*Extrait cité*.
Note connexe numéro dix-huit. Le cheminement d’une éducation, de la genèse vers l’accomplissement. Extraits de :“Antoine CABALLÉ op. cit ; 1994Pages 154 à 157

Le chemin d’une éducation, de la genèse vers l’accomplissement :

Dans l’évangile de Marc au chapitre 4 verset 28 et suivants, Jésus parle par une parabole.

Il dit encore ; il en est du Royaume de Dieu comme quand un homme jette de la semence en terre; qu’il dorme ou qu’il veille, nuit et jour, la semence germe et croît sans qu’il sache comment. La terre produit d’elle-même, d’abord l’herbe puis l’épi; et dès que le fruit est mûr on y passe la faucille, car la moisson est là.

L’image à laquelle Jésus compare le Royaume de Dieu nous invite à la lecture chrétienne du texte biblique selon le paradigme de l’accomplissement. On ne peut, en effet, comprendre le geste d’un semeur si nous ne connaissons la suite du développement de sa semence. Autrement dit, pour un extra-terrestre venu d’une autre planète, ce geste resterait mystérieux. De même, on ne peut totalement comprendre le sens des moissons que si nous comprenons que cet événement se situe en fin de processus, que ces fruits que l’on cueille ne sont pas comme sur une vitrine de magasin. Sur cette terre, un jour, une main les a plantés, ils ont poussé, germé, d’une manière premièrement invisible, avant de paraître au grand jour. Ainsi se lit le texte biblique dans une perspective chrétienne.

Ce texte, en effet, ne peut être totalement lu sans cette perspective historique de l’accomplissement.

Il reste une différence entre l’objet de la semence et celui de la moisson : le fruit n’est pas la graine.

*Objectif visé*.
Répondez, s'il vous plaît, à ces questions sur l'extrait :
(a) Que produit la terre d'elle-même, et dans quel ordre ?
(b) Pour qui le geste du semeur resterait-il mystérieux ?
(c) Quelle différence demeure entre l'objet de la semence et celui de la moisson ?
Seul l'extrait sert de référence.

*Lignes fournies*.
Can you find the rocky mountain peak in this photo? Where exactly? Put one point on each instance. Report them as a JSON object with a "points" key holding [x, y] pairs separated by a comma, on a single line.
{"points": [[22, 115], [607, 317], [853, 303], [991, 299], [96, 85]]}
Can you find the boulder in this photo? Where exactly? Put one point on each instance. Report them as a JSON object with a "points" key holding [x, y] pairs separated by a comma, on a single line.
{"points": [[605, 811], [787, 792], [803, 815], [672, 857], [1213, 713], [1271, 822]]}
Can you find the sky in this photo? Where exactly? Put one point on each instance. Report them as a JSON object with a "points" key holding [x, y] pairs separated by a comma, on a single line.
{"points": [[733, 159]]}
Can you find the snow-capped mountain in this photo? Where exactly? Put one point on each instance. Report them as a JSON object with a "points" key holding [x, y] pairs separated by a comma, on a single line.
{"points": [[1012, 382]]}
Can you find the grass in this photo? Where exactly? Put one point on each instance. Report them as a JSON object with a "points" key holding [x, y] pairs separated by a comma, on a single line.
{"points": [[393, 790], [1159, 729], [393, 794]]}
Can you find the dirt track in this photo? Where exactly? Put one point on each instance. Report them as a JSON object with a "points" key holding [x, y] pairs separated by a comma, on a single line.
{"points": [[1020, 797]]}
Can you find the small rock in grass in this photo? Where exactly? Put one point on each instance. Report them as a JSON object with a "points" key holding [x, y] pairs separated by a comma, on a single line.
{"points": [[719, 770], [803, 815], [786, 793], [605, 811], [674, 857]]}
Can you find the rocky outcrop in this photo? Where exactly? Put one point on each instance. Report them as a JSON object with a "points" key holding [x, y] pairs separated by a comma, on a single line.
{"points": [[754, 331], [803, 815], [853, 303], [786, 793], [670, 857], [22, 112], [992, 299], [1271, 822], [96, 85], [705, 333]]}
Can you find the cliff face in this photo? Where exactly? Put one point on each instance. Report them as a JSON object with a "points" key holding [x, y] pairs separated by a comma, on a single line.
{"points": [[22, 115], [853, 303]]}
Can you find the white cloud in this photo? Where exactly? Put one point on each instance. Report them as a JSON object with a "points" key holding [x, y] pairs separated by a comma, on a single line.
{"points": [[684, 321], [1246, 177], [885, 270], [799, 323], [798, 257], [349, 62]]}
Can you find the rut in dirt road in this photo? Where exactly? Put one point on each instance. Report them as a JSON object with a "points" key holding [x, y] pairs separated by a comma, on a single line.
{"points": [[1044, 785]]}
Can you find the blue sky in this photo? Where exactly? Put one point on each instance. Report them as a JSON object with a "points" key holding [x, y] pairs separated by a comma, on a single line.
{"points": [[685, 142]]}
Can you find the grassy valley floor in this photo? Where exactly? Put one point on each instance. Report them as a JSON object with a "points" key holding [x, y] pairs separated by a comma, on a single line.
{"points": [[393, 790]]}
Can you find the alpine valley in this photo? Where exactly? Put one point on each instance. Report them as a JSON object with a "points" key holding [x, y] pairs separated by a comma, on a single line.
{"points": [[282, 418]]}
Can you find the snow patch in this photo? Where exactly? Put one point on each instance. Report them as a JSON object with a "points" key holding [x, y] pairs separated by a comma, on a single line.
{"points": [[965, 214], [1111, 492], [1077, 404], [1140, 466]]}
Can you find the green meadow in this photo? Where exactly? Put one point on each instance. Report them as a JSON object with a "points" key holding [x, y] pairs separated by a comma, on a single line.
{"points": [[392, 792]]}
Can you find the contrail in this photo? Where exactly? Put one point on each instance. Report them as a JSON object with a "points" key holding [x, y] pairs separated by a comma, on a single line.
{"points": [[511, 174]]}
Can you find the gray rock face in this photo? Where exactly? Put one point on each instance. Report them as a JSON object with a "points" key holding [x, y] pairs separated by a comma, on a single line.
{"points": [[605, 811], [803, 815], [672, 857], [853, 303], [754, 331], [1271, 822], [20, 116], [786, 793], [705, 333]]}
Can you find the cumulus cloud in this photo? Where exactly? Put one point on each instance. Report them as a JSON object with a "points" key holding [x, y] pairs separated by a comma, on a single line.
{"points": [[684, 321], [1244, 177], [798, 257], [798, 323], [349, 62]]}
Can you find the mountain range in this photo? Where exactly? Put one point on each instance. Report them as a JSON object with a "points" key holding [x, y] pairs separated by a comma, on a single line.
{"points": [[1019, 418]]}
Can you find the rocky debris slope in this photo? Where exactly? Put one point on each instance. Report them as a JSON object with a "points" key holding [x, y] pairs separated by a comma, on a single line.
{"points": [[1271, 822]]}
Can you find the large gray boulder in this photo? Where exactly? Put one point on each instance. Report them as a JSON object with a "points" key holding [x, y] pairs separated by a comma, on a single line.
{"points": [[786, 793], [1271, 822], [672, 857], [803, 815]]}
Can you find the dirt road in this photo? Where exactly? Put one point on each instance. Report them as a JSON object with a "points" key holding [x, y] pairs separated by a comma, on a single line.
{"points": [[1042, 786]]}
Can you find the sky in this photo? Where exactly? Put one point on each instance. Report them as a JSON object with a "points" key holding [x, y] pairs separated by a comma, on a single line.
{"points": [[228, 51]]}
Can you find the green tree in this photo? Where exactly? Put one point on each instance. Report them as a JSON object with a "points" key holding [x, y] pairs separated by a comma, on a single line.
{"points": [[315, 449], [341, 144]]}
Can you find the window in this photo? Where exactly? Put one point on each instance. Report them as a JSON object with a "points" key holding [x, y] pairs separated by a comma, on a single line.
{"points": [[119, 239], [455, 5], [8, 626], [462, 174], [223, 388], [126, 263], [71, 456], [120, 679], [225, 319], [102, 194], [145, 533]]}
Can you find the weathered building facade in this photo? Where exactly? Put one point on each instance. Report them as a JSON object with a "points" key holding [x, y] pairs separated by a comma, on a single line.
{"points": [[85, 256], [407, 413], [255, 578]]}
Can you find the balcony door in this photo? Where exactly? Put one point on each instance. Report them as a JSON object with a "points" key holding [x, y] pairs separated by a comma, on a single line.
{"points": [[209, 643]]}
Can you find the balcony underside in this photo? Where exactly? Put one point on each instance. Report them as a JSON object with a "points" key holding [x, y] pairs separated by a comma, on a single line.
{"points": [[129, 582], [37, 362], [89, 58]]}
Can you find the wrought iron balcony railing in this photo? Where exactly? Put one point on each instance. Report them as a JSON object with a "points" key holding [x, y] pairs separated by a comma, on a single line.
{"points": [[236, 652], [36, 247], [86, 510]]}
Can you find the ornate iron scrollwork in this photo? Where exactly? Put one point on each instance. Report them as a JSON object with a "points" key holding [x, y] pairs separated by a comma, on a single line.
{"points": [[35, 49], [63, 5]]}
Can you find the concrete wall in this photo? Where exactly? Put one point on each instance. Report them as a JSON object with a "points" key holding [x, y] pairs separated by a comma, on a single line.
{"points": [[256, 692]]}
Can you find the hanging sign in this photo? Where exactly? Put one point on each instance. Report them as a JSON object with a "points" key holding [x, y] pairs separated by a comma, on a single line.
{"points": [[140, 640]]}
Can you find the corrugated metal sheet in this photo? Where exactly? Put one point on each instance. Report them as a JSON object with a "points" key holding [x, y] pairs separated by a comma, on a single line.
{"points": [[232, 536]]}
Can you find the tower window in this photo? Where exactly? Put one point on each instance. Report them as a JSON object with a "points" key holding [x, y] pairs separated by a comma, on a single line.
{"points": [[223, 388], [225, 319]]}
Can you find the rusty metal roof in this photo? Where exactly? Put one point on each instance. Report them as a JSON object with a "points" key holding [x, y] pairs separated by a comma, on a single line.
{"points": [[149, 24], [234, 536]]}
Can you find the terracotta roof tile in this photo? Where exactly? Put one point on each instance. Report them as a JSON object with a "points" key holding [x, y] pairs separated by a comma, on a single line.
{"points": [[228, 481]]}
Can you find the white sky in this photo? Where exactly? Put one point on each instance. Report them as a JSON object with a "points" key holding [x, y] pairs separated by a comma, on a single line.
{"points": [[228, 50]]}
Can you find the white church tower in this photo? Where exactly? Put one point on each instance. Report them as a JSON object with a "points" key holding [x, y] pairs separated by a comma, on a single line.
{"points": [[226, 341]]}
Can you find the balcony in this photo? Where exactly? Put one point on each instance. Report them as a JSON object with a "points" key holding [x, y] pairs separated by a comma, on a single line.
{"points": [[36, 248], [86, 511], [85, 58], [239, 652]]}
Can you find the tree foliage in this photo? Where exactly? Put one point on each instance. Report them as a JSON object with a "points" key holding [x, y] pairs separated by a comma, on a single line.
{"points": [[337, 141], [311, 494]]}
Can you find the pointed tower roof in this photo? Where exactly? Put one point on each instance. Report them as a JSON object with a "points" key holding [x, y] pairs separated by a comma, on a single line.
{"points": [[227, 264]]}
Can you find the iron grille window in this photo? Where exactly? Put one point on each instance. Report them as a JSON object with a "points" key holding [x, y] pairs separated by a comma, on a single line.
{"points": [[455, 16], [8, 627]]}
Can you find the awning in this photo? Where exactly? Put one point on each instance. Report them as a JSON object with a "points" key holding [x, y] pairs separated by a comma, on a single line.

*Résultat attendu*.
(a) D'abord l'herbe, puis l'épi.
(b) Pour un extra-terrestre venu d'une autre planète.
(c) Le fruit n'est pas la graine.